EXCERPTED PASSAGE ::
#####
In the midst of filth, lice, fleas, sickness, overcrowding, and even death, Barracks 28 had one thing that the others did not — the presence of Jesus Christ. Corrie had been able to smuggle a Bible into the camp, and every night after their work duties were over, she and Betsie gathered women around to read God’s Word and worship Him. The result was light in the midst of a terrible darkness and hope in the midst of horrible despair. That is why this barracks was known as “the crazy place where they still have hope.”
Hearing this story stirred Leslie and I on a personal level. It is not that we can personally relate to the horrors of a Nazi concentration camp. But we can relate to finding Heaven’s beauty in the midst of extreme difficulty.
Leslie and I have had more difficulty in 20 years than most marriages would probably have in 20 lifetimes. And, as a result, we are possibly the happiest couple on earth.
You see, difficulty is not the damper to beauty, but the catalyst to it — like the torrential winds that make the oak tree strong or the heat and pressure that make the diamond shine. We have discovered that difficulty is a great gift to a Christ-centered marriage. Its fragrance is not of the Bath and Body Works variety. And though it is an acquired taste, it is the most supremely fragrant odor to the soul, especially when that soul chooses to welcome it instead of run from it.
That is why a few years ago on our 20th anniversary, I officially named our marriage “Barracks 28” and declared us to be “the couple crazy enough to still have hope.”
For many, a great love story would be described as a peaceful cottage hidden in the vale of ease and comfort and wholly untouched by the struggles and battles of this life. And whereas I agree that such a love story would be outwardly appealing, it would be missing something. It would be missing the one necessary ingredient that makes love stories grand. And that one ingredient, though it is often deemed the enemy of romance, is in fact the great advocate of it.
Leslie and I do not live in a peaceful cottage. But that isn’t to say our life isn’t marked by an extraordinary peace.
We don’t live hidden in the vale of ease and comfort. But that isn’t to say that our life isn’t marked by the most divine heavenly comfort.
No, we do not have a marriage untouched by the struggles and battles of this life. And yet, I wouldn’t trade places with another man in all of world history. I don’t want a cozy romantic hideaway. I want Barracks 28.
In the midst of a generation where the heavenly beauty of married love is nearly lost, Leslie and I desire to be known as “that couple crazy enough to still hope.” As a 20th anniversary gift, I wrote down memories for Leslie — memories of our most challenging experiences as a couple and the extraordinary spiritual gold that we gained through those experiences. I would like to share some excerpts with you now.
This is a tribute to the one who has shared this beautiful, battle-worn barracks alongside me. I wrote this for Leslie — my love, my bride, my companion, my dearest friend, my confidant, my constant encourager, my girl. Corrie ten Boom was not alone in Barracks 28. God gave her Betsie. Leslie, you have been my Betsie.
#####
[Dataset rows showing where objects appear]
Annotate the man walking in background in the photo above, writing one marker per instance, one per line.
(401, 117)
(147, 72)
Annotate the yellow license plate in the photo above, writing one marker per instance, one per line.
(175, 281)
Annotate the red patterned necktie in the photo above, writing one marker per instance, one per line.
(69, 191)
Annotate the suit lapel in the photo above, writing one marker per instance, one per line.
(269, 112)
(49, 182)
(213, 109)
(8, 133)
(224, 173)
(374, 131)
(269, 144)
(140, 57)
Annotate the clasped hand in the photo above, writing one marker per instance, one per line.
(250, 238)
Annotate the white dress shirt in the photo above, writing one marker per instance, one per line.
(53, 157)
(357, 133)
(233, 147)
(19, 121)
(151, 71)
#####
DIRECTION A ::
According to the essay on Barracks 28, what item did Corrie manage to smuggle into the camp?
DIRECTION B ::
Summarize the essay on Barracks 28 and marriage in two sentences.
DIRECTION C ::
Carry on the essay about Barracks 28 and marriage from its final sentence.
The listing above is not needed for this work.

RESULT A ::
A Bible.

RESULT B ::
In a camp full of filth, sickness and death, Barracks 28 became known as "the crazy place where they still have hope" because Corrie and Betsie gathered women each night to read the Bible and worship. The writer and Leslie, who have faced great difficulty in 20 years of marriage, see hardship as the catalyst to beauty, so their marriage was named "Barracks 28," and Leslie received written memories of their hardest experiences as a 20th anniversary gift.

RESULT C ::
difficulty one: the fleas
When Corrie and Betsie first arrived in Barracks 28, they found that it was infested with fleas. Not only was it the famed death camp, but it was the famed death camp with millions of fleas flourishing in their very barracks.
Betsie took Corrie by the hand and softly asked Corrie to thank God with her for Barracks 28. Corrie balked at first. To thank God in such circumstances seemed impossible. But they began to thank God for everything that He had done.
They had each other.
They had miraculously been able to smuggle in Corrie’s Bible.
They had a bunk together.
They were still alive.
Then Betsie thanked God for the fleas. But Corrie could not join that prayer. She refused to thank God for fleas.
But Betsie pleaded with her to remember how God can take everything and use it in our lives for His good. Finally, after a bit of pondering, Corrie complied and thanked God for the fleas.
Leslie and I were married three weeks when the same test came our way.
We had each other.
We had the Word of God.
We had a bunk together.
And we were very much alive.
But what were we to do with these fleas?
I had spied out an amazing house on a gorgeous lake in Michigan. It was used as a bed and breakfast during the summer months, and so, during its off-season, a young couple like ourselves could actually rent it out. It was a great situation.
But there was one problem. It wasn’t really winterized.
We arrived in early January of 1995 straight from our honeymoon. We were flying high and very much in love.
And right around our arrival date at the lakeside lodge, someone else moved in. I guess they didn’t realize that a newly married couple typically prefers a bit of privacy. There were seven bedrooms in the place, but they didn’t take one of the bedrooms. They moved into the fireplace.
It was a family of raccoons. And come to find out, 98% of all fleas that survive through the winter, survive by living symbiotically with raccoons. Whether that is true or not, it sure did explain our flea infestation. If you walked across the wood floor of the vast living room in white socks, at any given time you could count 17 fleas on your right sock alone.
We had fleas, thousands upon thousands of them. We had raccoons beating against the piece of plywood that covered the fireplace. We had negative temperatures for weeks on end.
And we had … fun.
Now, I need to admit that we approached the fleas at first more like Corrie than like Betsie. It took us a bit to thank God for the gift of those fleas.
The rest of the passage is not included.